- [GIVEN INSTRUCTION]:
Exactly reproduce the lines from the line that has "task: trace the outline of the khaki" down to the last line of the entries, inclusive.

____ EXERCISE INPUT

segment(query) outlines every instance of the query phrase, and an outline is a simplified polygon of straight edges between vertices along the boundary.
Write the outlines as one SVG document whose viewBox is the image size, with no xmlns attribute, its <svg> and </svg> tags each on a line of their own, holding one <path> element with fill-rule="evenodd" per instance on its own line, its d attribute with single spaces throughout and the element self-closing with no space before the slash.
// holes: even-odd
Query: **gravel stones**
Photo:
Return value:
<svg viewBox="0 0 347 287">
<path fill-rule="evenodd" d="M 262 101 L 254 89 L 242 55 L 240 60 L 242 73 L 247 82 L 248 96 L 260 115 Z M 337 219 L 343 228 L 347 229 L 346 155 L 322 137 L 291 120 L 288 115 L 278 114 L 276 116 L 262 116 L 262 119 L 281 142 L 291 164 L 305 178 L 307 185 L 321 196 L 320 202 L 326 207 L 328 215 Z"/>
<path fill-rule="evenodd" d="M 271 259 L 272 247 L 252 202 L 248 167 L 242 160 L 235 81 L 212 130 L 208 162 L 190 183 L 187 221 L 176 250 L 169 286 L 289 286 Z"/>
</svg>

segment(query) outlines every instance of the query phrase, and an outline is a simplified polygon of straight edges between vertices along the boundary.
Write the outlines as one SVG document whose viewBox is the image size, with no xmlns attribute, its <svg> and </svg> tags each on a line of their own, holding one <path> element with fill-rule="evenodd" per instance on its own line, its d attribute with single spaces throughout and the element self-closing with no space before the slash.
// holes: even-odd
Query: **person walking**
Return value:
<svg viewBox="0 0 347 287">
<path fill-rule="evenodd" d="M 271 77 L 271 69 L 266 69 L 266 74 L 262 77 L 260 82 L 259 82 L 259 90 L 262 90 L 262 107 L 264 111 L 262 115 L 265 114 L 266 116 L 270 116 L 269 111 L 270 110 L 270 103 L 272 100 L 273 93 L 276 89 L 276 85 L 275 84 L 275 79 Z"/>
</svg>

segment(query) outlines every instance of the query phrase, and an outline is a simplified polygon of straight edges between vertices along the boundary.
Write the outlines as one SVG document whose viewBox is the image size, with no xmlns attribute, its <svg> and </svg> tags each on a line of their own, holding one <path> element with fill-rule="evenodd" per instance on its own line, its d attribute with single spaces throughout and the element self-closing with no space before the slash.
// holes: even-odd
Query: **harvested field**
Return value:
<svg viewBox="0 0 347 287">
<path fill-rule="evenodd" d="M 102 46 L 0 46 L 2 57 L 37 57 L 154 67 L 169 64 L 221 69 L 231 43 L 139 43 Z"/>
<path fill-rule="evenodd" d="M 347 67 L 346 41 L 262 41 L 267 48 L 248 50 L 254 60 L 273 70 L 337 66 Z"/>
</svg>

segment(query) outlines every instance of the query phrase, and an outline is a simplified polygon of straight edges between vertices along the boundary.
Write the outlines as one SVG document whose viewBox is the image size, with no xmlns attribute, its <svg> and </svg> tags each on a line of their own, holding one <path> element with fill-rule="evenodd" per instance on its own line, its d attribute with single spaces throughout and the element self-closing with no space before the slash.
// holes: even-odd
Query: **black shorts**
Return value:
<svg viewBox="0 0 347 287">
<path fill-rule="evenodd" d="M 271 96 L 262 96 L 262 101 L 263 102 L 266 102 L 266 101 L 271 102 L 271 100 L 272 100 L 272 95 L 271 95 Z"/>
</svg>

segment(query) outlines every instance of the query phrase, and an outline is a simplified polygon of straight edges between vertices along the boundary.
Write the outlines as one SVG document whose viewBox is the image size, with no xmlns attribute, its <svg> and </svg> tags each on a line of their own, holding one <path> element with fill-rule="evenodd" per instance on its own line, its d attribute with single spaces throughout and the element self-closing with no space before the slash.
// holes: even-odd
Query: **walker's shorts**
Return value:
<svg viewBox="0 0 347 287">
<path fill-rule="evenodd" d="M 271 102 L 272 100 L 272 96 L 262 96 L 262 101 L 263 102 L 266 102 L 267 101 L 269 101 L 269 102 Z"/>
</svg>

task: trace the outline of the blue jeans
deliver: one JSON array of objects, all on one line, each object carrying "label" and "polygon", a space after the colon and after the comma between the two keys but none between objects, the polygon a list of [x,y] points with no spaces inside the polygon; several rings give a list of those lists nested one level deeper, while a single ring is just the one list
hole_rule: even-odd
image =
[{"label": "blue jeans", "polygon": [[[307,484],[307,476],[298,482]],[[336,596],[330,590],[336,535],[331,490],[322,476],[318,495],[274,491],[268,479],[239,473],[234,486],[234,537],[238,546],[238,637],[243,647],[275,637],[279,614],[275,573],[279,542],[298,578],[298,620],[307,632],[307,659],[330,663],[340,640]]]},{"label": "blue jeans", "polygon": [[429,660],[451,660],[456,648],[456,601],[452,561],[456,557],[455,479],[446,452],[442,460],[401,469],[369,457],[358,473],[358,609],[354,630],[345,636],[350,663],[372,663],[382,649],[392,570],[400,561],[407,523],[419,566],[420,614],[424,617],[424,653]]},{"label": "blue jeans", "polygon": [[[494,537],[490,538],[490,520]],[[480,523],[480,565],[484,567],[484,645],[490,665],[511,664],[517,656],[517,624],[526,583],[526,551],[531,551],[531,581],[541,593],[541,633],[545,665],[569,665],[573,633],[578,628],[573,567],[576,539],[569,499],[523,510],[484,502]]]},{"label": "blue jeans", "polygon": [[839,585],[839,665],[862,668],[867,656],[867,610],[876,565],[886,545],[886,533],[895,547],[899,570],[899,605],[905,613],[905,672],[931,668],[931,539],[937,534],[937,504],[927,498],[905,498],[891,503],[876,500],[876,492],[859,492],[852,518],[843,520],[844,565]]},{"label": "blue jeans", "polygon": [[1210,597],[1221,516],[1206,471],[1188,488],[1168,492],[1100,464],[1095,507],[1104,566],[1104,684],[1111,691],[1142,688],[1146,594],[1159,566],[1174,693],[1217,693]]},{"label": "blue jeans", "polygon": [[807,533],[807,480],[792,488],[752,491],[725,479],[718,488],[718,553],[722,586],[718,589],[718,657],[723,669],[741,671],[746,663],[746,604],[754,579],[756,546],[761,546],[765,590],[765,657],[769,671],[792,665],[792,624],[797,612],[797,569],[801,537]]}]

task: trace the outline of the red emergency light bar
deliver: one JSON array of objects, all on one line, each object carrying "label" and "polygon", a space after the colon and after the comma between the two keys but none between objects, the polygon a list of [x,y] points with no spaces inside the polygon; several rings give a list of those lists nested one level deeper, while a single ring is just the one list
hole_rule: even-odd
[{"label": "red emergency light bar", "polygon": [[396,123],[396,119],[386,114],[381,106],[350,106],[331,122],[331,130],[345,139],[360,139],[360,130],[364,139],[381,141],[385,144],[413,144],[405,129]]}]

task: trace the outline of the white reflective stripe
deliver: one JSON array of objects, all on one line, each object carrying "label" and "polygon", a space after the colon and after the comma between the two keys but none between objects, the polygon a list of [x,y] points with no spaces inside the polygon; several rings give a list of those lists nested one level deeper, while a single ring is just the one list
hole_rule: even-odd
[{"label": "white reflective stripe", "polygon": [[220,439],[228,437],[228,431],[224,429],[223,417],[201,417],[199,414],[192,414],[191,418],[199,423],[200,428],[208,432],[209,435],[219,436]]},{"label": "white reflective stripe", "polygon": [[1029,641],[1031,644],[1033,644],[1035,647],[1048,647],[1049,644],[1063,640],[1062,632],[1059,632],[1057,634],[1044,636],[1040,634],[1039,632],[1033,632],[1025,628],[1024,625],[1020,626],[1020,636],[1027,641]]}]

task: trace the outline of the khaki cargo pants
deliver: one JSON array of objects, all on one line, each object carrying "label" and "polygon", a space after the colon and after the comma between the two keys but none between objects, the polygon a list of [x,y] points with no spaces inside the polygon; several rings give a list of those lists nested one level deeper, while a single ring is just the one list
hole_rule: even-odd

________

- [CORRECT RESPONSE]:
task: trace the outline of the khaki cargo pants
deliver: one JSON array of objects, all on one line, each object carrying "label" and "polygon", a space after the colon and after the comma between the two keys but none between objects, the polygon a list of [x,y] points with no spaces inside the polygon; several rings give a list of those lists nested one level deeper, while a single ring is just the one list
hole_rule: even-odd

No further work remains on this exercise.